Dataset excerpts —
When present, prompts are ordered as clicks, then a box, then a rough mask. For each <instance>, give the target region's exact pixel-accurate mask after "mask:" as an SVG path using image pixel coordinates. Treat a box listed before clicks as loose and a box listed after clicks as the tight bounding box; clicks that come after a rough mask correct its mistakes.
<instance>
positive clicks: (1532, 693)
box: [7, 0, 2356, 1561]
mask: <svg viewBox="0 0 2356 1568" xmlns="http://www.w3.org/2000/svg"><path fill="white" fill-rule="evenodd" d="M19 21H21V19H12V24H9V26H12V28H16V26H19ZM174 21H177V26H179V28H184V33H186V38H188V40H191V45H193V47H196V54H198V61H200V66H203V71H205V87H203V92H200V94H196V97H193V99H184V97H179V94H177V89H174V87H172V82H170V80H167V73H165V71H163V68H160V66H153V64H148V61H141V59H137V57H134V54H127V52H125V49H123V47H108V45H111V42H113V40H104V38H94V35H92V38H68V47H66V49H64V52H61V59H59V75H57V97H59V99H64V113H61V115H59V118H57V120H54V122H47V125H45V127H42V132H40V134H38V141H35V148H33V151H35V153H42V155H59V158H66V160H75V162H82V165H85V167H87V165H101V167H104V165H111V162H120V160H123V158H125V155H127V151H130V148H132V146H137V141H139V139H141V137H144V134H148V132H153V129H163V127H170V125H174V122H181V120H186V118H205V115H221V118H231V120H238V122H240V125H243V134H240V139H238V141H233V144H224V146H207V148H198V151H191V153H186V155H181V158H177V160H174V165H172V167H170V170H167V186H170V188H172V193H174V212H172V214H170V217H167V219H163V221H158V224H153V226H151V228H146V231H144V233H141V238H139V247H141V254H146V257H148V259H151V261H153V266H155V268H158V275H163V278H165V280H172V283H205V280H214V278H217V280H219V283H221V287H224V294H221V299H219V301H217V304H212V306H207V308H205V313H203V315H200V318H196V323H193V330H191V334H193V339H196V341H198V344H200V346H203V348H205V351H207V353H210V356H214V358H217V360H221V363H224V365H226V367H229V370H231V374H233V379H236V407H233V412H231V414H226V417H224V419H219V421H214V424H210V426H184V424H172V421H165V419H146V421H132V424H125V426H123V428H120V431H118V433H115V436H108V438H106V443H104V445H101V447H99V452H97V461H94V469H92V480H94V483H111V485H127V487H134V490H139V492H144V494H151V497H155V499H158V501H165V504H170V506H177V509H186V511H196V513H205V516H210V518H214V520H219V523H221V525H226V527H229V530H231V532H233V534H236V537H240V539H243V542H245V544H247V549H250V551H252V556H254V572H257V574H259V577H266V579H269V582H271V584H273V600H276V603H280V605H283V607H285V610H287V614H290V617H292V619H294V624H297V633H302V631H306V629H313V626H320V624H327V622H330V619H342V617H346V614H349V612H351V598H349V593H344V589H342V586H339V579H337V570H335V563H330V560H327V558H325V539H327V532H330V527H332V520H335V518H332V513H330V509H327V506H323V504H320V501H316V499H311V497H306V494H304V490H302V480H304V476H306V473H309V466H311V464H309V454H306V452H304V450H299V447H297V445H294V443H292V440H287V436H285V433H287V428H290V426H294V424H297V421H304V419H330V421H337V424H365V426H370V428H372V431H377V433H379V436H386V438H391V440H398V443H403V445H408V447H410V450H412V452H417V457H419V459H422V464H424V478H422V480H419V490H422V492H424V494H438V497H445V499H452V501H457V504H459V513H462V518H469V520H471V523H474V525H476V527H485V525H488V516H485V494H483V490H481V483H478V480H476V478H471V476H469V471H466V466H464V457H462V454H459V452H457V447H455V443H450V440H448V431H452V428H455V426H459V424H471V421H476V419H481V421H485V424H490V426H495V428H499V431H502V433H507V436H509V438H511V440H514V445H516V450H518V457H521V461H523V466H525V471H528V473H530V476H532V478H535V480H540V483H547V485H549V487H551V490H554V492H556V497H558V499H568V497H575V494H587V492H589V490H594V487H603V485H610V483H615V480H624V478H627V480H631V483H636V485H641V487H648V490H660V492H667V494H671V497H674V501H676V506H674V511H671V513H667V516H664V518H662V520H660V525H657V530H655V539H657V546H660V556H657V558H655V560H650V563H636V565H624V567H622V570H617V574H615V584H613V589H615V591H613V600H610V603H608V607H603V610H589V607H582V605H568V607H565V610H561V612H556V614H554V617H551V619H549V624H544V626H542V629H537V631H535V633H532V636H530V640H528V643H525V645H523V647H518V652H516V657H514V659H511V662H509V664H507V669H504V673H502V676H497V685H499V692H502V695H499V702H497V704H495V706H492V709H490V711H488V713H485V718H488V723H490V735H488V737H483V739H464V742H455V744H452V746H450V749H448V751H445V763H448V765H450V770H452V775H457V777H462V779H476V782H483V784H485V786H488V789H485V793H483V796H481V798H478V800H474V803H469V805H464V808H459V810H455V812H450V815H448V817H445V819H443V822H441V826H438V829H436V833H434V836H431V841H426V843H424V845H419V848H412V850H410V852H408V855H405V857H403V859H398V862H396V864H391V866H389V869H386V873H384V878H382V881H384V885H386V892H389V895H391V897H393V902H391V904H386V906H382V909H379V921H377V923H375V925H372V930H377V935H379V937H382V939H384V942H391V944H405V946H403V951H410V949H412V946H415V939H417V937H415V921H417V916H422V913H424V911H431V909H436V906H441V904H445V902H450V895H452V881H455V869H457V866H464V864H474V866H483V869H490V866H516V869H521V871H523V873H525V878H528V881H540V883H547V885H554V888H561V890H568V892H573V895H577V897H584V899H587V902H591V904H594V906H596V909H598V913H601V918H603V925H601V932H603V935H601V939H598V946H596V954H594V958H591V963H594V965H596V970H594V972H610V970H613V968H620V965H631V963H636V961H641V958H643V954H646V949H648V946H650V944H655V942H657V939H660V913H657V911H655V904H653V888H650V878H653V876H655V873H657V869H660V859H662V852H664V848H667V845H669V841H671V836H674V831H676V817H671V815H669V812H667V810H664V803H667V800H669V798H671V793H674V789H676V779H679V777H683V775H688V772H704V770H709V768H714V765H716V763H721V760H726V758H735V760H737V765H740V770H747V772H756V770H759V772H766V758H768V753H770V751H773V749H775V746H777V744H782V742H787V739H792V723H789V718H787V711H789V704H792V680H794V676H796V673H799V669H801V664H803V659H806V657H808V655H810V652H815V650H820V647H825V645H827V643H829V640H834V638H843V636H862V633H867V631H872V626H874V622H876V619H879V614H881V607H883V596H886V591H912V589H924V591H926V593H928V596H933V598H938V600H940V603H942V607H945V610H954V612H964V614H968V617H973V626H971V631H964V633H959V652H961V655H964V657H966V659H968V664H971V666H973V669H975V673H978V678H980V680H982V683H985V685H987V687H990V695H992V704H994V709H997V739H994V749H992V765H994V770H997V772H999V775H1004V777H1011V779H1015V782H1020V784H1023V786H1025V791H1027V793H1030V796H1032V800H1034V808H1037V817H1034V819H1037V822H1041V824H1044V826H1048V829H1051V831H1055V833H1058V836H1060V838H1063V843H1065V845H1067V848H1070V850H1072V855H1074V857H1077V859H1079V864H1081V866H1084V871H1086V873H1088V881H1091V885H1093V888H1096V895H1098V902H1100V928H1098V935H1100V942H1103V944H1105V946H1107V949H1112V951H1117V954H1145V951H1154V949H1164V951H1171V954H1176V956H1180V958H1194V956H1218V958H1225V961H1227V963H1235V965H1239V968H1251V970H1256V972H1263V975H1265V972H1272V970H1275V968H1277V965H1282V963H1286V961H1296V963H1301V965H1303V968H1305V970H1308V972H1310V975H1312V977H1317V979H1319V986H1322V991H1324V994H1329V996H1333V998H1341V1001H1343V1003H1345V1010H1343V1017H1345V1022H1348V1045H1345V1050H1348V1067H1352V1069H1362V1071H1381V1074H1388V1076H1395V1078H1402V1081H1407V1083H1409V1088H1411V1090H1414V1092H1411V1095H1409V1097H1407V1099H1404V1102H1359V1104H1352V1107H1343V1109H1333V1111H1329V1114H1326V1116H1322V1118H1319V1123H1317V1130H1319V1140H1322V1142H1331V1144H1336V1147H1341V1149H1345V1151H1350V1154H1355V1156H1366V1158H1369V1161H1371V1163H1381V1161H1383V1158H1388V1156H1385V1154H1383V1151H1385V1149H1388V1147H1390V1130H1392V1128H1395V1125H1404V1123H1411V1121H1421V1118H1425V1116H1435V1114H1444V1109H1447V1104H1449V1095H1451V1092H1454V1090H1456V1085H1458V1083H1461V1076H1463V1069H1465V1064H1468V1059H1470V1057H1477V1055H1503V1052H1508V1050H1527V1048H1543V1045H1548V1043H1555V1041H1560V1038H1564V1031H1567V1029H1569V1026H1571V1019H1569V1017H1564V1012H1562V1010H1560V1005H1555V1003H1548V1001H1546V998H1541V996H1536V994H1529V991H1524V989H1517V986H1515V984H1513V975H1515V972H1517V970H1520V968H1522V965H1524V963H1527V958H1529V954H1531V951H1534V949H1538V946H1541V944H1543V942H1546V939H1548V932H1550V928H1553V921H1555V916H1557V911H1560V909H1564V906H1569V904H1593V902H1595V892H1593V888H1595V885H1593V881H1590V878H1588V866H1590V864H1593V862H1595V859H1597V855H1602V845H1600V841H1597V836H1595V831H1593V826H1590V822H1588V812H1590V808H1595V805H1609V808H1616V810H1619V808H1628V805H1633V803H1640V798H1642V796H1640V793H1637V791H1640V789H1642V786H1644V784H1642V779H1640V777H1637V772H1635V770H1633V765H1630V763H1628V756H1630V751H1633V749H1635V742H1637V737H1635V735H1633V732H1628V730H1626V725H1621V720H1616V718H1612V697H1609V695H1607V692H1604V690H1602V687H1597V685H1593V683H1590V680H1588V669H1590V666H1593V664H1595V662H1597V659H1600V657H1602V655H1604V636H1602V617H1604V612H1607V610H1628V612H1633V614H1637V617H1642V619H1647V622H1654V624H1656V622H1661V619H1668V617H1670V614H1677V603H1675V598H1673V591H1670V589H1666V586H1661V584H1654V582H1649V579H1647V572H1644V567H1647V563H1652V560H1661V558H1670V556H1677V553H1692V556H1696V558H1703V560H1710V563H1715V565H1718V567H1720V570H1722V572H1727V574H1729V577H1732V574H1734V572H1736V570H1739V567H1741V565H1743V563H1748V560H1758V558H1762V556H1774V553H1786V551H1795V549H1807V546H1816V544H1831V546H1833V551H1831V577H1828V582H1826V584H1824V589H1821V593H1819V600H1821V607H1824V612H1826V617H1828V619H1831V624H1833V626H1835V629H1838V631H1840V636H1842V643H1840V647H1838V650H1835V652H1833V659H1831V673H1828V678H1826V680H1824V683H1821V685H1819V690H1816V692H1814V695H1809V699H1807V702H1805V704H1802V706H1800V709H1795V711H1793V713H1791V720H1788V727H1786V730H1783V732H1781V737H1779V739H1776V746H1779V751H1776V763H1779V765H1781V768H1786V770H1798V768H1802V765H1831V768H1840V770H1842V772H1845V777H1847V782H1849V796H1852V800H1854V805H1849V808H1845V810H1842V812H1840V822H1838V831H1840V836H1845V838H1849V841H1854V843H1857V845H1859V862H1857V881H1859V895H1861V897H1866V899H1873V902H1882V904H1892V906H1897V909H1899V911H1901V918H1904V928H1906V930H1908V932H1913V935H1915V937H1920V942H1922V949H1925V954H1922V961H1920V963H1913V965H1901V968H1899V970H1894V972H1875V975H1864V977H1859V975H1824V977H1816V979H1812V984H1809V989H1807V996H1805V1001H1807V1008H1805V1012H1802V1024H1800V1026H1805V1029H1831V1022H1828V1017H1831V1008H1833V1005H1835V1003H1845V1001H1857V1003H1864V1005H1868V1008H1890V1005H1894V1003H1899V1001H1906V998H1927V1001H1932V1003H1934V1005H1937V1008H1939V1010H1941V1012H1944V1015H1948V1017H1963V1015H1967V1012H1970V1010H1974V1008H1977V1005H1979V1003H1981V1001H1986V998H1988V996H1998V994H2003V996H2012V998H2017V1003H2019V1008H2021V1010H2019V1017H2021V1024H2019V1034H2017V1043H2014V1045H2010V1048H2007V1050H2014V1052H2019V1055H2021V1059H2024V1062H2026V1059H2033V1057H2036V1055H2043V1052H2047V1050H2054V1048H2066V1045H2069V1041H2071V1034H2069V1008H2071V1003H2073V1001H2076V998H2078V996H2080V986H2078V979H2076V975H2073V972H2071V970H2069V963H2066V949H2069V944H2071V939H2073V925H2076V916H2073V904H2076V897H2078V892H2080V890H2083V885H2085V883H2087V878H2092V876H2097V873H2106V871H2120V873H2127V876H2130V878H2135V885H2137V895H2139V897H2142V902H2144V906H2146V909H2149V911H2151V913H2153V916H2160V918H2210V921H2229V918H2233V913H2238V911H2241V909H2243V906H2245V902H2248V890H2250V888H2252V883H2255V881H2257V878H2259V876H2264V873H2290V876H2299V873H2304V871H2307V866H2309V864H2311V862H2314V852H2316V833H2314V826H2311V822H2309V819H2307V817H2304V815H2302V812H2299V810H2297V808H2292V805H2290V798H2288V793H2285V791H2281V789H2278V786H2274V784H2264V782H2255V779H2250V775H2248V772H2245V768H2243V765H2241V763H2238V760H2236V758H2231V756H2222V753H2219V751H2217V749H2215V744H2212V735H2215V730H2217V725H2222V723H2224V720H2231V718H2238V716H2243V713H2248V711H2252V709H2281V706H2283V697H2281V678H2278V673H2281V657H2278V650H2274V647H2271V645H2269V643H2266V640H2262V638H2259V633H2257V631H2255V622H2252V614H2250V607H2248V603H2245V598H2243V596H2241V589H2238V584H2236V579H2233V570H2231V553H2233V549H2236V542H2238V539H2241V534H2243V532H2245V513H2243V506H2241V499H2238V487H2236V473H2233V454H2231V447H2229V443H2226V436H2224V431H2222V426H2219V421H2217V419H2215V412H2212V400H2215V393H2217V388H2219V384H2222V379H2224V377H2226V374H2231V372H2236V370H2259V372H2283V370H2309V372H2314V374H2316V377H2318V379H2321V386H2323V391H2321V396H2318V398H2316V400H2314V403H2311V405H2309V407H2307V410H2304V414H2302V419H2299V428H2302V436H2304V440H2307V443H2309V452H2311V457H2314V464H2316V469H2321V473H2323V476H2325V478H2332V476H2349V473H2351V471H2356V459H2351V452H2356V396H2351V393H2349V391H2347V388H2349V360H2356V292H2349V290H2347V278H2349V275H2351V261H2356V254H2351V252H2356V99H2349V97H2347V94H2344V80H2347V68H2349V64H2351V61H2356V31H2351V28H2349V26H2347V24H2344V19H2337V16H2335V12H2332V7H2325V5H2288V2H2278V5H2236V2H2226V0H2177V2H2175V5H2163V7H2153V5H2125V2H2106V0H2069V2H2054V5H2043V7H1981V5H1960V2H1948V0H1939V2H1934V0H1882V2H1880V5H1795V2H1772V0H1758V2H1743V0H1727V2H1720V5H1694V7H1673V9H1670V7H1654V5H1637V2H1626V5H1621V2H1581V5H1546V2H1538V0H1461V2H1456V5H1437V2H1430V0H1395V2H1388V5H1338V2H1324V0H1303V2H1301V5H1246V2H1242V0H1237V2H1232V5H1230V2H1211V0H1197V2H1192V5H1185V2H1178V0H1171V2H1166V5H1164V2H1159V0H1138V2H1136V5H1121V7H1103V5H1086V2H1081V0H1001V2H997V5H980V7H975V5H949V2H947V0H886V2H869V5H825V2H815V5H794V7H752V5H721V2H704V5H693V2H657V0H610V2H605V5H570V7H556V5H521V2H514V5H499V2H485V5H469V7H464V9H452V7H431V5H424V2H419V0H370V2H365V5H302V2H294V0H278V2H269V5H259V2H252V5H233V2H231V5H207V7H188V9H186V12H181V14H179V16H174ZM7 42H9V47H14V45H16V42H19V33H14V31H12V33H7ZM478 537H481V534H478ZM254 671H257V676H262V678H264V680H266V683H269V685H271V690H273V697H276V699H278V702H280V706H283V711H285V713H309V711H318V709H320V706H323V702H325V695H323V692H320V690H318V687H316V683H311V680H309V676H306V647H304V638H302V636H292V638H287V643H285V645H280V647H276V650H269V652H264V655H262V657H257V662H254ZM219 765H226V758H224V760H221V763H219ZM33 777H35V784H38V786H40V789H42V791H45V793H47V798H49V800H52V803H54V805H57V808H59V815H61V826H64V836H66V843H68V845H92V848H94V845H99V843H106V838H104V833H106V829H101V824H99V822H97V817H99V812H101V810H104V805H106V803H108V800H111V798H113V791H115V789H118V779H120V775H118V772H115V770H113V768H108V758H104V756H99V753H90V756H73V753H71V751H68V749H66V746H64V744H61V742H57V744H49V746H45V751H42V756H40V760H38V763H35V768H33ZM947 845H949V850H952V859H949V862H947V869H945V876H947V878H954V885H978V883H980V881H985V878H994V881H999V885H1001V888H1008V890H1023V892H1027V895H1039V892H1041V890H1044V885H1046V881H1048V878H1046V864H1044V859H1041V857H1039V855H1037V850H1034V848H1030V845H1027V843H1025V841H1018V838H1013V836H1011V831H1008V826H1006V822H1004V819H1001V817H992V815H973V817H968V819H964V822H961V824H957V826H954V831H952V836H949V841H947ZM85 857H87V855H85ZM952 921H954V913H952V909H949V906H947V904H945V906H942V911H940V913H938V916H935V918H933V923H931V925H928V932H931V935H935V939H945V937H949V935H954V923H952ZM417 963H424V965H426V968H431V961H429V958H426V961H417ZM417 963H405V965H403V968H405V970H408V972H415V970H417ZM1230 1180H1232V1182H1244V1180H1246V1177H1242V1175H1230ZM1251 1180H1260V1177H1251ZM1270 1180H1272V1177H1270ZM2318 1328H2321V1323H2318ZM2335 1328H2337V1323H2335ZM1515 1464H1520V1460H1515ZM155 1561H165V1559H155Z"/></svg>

Assignment — Please convert the entries into a numbered list, starting at their first line and stopping after the line that contains "box: [7, 0, 2356, 1561]"; leave out any blank lines.

Your solution —
1. When present, prompts are ordered as clicks, then a box, then a rough mask. For each <instance>, give the target region's exact pixel-accurate mask after "mask:" as an SVG path using image pixel coordinates. Treat a box listed before clicks as loose and a box listed after clicks as the tight bounding box; clicks that come after a rough mask correct its mistakes.
2. <instance>
3. positive clicks: (1532, 693)
4. box: [7, 0, 2356, 1561]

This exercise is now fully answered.